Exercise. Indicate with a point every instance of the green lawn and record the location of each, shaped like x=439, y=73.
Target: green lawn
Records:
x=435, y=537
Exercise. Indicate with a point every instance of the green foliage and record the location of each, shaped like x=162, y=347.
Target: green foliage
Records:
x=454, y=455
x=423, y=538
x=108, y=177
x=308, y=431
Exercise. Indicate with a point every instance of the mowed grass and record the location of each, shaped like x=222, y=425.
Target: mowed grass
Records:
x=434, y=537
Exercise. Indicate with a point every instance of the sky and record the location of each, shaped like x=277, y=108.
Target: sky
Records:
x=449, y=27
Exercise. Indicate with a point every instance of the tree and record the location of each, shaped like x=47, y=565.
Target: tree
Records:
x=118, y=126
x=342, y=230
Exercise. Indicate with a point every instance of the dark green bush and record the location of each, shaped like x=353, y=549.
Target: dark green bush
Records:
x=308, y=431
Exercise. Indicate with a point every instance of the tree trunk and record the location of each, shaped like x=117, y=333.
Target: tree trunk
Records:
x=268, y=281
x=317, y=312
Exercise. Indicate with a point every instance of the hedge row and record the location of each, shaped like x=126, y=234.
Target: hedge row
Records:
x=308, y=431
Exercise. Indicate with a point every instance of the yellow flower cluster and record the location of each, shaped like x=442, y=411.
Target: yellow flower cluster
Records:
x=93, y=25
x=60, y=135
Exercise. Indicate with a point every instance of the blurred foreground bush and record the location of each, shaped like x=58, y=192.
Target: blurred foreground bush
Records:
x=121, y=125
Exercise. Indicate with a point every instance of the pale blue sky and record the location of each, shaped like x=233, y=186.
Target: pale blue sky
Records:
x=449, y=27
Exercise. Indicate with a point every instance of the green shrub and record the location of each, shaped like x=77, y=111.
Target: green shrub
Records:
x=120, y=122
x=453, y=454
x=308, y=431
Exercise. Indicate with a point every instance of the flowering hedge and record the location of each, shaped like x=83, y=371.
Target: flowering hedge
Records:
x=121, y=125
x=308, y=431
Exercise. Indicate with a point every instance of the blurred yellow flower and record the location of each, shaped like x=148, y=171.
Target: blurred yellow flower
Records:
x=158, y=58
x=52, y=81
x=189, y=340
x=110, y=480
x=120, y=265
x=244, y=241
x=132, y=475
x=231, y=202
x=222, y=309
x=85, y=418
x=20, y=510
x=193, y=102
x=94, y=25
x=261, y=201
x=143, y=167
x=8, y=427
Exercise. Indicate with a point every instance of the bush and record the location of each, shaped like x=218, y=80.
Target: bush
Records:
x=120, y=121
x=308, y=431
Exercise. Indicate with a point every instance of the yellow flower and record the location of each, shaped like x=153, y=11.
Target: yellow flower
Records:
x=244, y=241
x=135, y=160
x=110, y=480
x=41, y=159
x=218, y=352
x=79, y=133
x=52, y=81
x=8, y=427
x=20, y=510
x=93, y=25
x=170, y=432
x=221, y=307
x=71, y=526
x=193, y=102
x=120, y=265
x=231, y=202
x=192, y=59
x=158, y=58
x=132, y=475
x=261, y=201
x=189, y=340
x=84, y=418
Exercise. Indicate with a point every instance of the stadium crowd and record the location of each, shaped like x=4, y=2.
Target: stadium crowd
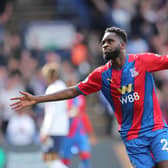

- [Exercise goal] All of the listing above must be output exactly, except for its pictures.

- [Your solution]
Exercise. Indicate with a point every instance of the green lawn and record the location of each, shaped like x=439, y=73.
Target: green lawn
Records:
x=435, y=537
Exercise. Indicate with a point every instance of the green foliage and record the location of each, shaped like x=162, y=347.
Target: green foliage
Records:
x=454, y=455
x=423, y=538
x=108, y=177
x=308, y=431
Exercise. Indicate with a point every instance of the mowed grass and record the location of each, shaped like x=222, y=425.
Target: mowed grass
Records:
x=434, y=537
Exercise. Indicate with a point every instance of the sky and record the location of each, shaped like x=277, y=108.
Target: sky
Records:
x=449, y=27
Exercise. Indicate with a point every instance of the tree and record the location of each, shaped like x=47, y=565.
Target: tree
Records:
x=118, y=126
x=342, y=230
Exercise. Indicate with a point every instance of the dark green bush and record the location of each, shaped like x=353, y=549.
Target: dark green bush
Records:
x=308, y=431
Exercise. Indicate with a point every instance of the tree trunk and record the location of each, shaped like x=117, y=333.
Target: tree trunk
Records:
x=268, y=281
x=317, y=312
Exercise. Indicate with a point every instance of the hedge row and record the location of each, shaped like x=126, y=234.
Target: hedge row
Records:
x=308, y=431
Exercise. Indicate with a point every instance of the yellow flower cluster and record the location of each, shaped like x=442, y=411.
Target: yellow flower cluster
Records:
x=93, y=25
x=60, y=135
Exercise. Indicate with a point every instance of the blurred foreground bush and record the location of each, shaped like x=58, y=192.
Target: blurred foreground bush
Records:
x=121, y=125
Exercise. Indicate with a point every instance of the pale blue sky and record the location of each, shaped like x=233, y=186.
Target: pale blue sky
Records:
x=449, y=27
Exercise. Indicate with a point every instance of the green shrub and record the location of each, shaped like x=77, y=111.
Target: green shrub
Records:
x=120, y=122
x=453, y=454
x=308, y=431
Exercise. Indicate with a point every instance of the flowering hedge and record the location of each, shaped like x=83, y=371.
Target: flowering hedge
Records:
x=121, y=125
x=308, y=431
Exercise. Indicate with a point every instance of the blurred yellow flower and record the location of each, shaped like x=148, y=171.
Target: blurred yellow flower
Records:
x=158, y=58
x=52, y=81
x=189, y=340
x=110, y=480
x=120, y=265
x=244, y=241
x=132, y=475
x=231, y=202
x=222, y=309
x=85, y=418
x=20, y=510
x=193, y=102
x=94, y=25
x=261, y=201
x=143, y=167
x=8, y=427
Exercise. Indicate with a point every instance of the bush and record the location of each, shaped like x=218, y=80.
Target: bush
Records:
x=120, y=121
x=308, y=431
Exercise. Indicate with a point every instance of the yellow flower and record the location of each, shaped like x=153, y=11.
Target: yellow flower
Records:
x=244, y=241
x=135, y=160
x=110, y=480
x=41, y=159
x=218, y=352
x=79, y=133
x=52, y=81
x=8, y=427
x=20, y=510
x=93, y=25
x=170, y=432
x=221, y=307
x=71, y=526
x=193, y=102
x=120, y=265
x=231, y=202
x=192, y=59
x=158, y=58
x=132, y=475
x=261, y=201
x=189, y=340
x=84, y=418
Exercise. Indicate with a point every instance of the stadium crowd and record the location of each, shaped like x=4, y=2.
Target: stadium crowd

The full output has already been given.